Task instructions:
Please copy, exactly as they appear below, the lines from the one containing "indicate the red sequined" through the one containing "indicate the red costume, a".

Source material:
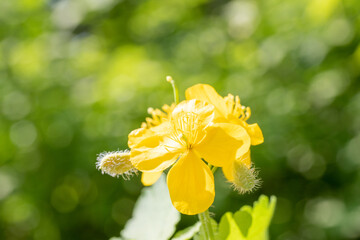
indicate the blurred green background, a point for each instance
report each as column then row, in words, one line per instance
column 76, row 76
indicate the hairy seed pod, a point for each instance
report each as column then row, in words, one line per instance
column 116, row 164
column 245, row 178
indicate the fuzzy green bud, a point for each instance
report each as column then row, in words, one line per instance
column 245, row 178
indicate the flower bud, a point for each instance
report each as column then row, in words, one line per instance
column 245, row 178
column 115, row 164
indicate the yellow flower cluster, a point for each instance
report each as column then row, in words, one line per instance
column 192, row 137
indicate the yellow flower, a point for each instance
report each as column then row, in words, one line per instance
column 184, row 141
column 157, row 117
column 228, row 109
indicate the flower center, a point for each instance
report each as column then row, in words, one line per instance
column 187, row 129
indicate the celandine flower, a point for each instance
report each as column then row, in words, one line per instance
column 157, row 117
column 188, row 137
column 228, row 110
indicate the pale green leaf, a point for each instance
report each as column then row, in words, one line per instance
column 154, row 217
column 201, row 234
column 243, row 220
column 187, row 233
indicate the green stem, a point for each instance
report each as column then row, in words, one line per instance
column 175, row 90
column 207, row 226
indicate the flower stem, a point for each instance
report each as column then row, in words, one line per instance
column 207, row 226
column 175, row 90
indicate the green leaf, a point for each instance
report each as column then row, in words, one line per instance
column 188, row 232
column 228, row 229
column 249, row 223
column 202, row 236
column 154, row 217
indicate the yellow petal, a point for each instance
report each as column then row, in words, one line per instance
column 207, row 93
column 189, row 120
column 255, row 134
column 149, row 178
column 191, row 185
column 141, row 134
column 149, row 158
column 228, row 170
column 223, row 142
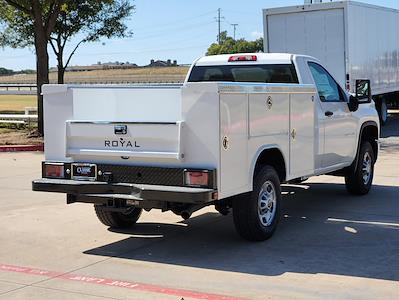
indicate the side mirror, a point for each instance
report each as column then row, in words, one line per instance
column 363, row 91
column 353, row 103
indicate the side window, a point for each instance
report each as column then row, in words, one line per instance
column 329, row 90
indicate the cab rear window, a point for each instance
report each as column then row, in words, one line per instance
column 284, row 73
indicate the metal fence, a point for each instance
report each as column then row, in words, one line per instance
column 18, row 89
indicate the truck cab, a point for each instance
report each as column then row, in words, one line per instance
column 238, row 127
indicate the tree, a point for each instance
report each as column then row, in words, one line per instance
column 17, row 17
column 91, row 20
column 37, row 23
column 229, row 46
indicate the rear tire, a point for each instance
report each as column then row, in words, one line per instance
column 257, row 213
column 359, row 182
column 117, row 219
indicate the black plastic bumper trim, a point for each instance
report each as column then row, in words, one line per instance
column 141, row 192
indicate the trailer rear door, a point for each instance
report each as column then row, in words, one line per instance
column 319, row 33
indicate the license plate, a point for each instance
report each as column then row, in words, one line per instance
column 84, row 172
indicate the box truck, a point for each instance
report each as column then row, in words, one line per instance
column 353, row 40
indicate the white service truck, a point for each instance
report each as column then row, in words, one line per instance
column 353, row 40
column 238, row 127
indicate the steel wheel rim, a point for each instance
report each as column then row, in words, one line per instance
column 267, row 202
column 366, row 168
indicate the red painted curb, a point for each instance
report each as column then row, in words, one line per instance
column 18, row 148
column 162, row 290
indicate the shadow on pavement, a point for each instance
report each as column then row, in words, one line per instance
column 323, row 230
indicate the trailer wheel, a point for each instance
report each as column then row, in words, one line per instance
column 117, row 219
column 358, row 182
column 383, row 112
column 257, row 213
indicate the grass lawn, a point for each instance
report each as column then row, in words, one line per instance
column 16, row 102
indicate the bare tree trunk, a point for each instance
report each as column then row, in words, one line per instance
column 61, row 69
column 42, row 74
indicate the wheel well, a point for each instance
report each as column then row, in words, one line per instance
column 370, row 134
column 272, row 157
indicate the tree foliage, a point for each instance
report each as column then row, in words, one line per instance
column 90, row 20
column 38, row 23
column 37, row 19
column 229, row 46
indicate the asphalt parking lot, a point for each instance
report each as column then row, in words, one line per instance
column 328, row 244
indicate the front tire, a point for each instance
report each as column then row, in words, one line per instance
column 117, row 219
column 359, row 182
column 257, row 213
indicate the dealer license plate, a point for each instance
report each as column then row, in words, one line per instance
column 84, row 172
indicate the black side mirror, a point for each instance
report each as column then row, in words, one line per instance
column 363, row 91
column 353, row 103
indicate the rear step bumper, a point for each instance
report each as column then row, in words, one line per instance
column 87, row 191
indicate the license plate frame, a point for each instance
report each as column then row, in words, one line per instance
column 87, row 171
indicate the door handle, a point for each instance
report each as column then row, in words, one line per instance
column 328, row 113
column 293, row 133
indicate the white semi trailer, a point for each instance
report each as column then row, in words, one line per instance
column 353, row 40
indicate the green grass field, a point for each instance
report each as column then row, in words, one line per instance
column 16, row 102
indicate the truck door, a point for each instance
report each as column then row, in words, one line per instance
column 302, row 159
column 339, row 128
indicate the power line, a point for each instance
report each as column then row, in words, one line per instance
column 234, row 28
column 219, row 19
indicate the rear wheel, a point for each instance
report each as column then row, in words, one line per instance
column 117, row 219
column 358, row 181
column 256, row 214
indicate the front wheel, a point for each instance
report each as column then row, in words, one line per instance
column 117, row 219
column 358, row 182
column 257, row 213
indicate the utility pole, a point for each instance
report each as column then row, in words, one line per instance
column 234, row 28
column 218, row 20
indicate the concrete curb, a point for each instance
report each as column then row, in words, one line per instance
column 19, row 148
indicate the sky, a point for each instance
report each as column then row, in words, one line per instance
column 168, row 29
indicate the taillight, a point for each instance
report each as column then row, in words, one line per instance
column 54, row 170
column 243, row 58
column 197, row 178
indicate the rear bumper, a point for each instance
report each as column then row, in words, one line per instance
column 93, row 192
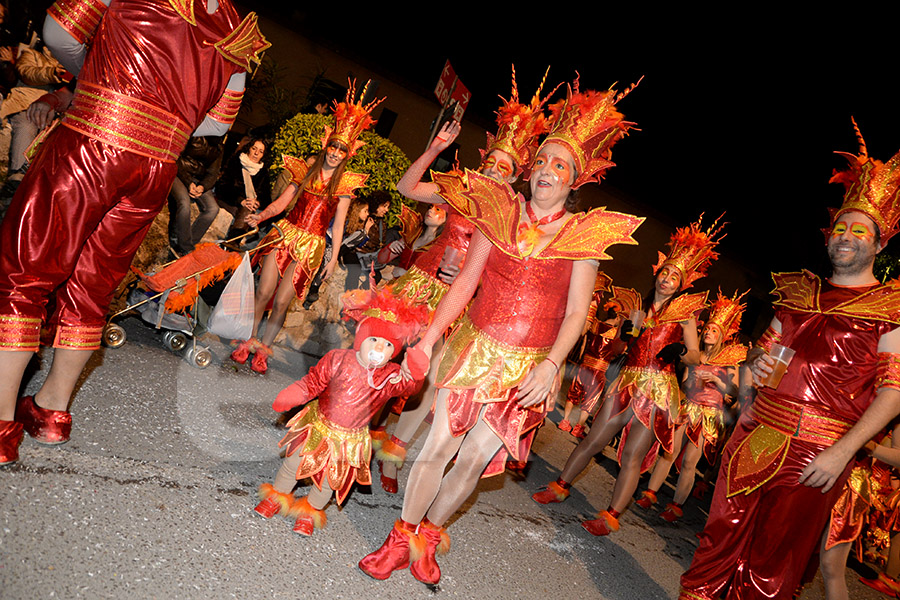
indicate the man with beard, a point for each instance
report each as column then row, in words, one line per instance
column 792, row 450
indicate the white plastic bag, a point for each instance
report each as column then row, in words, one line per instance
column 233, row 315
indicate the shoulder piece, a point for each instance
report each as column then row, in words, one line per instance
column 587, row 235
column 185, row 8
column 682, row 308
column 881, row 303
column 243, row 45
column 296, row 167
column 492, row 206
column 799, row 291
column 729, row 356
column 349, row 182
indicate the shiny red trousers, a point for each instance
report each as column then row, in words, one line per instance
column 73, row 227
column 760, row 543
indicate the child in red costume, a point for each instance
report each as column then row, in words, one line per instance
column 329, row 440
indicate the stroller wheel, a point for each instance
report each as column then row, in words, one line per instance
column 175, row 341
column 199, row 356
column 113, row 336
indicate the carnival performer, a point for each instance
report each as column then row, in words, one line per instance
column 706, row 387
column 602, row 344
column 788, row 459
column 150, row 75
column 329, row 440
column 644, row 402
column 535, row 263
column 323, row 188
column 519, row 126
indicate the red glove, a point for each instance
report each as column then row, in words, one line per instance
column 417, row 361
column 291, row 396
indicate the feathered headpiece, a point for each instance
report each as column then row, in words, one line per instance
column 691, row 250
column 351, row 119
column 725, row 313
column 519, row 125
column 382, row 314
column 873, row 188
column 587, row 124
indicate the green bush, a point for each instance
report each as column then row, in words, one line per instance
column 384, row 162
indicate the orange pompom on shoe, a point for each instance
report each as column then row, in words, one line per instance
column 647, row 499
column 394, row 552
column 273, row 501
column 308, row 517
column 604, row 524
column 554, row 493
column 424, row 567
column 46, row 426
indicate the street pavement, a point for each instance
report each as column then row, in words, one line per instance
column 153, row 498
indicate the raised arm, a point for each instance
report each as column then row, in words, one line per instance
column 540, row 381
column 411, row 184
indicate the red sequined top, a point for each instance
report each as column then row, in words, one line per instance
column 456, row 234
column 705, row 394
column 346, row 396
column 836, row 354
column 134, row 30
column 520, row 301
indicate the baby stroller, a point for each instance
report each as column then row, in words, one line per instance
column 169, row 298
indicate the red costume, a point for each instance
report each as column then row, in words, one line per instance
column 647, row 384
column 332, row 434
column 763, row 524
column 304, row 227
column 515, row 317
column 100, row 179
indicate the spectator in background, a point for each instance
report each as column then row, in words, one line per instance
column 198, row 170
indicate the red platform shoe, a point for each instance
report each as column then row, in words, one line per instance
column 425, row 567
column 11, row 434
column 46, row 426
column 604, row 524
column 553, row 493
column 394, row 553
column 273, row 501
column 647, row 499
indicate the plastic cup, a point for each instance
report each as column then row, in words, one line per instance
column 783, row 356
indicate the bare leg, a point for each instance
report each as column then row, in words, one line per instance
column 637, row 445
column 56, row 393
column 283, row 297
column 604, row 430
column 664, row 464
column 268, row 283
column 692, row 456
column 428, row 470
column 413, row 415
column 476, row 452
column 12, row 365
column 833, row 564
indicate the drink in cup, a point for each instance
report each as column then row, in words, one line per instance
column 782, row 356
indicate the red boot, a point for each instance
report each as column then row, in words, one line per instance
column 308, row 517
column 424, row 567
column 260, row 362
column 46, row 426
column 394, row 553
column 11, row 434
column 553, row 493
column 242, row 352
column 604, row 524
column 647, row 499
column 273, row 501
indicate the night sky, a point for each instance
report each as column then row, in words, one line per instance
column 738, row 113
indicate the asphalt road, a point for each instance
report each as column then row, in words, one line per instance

Your response:
indicate the red sequined top, a point for each instance
report each as column then row, in words, one line per instance
column 456, row 234
column 705, row 394
column 346, row 396
column 836, row 354
column 134, row 30
column 520, row 301
indicate the baby stroller, a point for each instance
report each as column then row, in words, one line per instance
column 169, row 298
indicate the red costume, a point for each instance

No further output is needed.